# Short task
Rescale the records below, from the line containing "Return one point for each instance of the asphalt" through the end of the records, and reproduce every line of that stretch, requests included. Multiply each coordinate in the answers by 0.8 and round to whole numbers, with halves rounded up.

# Entries shown
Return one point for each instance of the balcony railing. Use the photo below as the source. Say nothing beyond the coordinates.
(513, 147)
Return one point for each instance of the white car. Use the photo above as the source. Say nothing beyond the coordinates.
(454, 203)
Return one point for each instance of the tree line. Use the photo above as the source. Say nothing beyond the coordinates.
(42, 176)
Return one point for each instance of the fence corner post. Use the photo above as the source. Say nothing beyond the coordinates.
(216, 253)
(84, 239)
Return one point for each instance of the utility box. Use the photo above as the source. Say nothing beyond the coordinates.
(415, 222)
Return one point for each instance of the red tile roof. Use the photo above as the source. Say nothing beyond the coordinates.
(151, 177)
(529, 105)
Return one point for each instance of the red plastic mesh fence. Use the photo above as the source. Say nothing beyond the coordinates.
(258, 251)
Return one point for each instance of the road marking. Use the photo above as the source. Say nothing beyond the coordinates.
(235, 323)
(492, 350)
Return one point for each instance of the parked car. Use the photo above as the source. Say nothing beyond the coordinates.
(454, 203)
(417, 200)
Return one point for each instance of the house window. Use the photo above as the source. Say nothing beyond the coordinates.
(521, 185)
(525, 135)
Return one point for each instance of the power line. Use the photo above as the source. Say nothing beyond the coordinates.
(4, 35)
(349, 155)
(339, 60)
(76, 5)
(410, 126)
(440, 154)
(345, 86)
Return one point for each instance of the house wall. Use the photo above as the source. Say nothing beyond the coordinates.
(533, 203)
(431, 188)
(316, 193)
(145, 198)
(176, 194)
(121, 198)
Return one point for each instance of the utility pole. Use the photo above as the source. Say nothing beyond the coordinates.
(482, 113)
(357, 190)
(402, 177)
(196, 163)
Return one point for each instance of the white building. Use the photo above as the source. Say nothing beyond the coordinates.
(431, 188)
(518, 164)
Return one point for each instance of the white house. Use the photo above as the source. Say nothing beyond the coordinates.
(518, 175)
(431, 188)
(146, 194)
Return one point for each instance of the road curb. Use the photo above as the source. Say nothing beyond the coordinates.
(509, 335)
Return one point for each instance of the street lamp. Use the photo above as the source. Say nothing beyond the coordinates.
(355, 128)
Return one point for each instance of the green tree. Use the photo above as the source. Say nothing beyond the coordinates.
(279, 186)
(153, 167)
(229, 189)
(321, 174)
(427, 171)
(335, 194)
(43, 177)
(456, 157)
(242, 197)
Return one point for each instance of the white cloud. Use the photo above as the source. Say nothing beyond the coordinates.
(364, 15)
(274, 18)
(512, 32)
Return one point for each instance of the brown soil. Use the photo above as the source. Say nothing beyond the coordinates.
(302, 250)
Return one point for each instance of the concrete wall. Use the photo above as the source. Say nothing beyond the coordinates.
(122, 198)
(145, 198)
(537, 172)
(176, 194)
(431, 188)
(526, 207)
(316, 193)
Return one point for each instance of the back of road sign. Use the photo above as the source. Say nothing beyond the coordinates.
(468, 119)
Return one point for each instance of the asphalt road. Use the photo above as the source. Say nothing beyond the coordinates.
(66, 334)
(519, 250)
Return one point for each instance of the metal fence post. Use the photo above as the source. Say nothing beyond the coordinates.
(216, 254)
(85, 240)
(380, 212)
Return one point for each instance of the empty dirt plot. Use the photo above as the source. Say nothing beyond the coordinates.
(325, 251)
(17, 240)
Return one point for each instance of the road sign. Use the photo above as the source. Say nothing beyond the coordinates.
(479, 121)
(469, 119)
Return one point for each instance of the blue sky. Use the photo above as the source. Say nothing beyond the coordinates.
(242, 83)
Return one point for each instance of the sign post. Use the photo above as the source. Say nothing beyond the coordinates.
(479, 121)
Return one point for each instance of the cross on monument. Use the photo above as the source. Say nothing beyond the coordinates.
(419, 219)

# Answer to the exercise
Return one point for each instance of the asphalt road. Use the photo above as the source. Say nothing beyond the coordinates.
(53, 267)
(415, 200)
Return one point for each instance of the metal fence post. Use the photo above as the source. Say nothing beyond the coordinates.
(173, 203)
(68, 192)
(304, 170)
Return one point for each instance of the empty dirt plot. Use the photo above as the source. Say nothing beyond the coordinates.
(260, 201)
(14, 192)
Return one point for each instance of the road sign. Use the photo above as the source. Say nothing beyond the coordinates.
(383, 97)
(375, 95)
Return one point for each instance of the blue sky. Use the photo above as the source. Say nothing beyond the coordinates.
(194, 66)
Return one point for each instance of the sign post. Use the photo above as the source. Say nothing beyond the coordinates.
(383, 97)
Return one point for each instance of the cross on monument. Use the photo above as the source. Say nothing beyond the coordinates.
(335, 175)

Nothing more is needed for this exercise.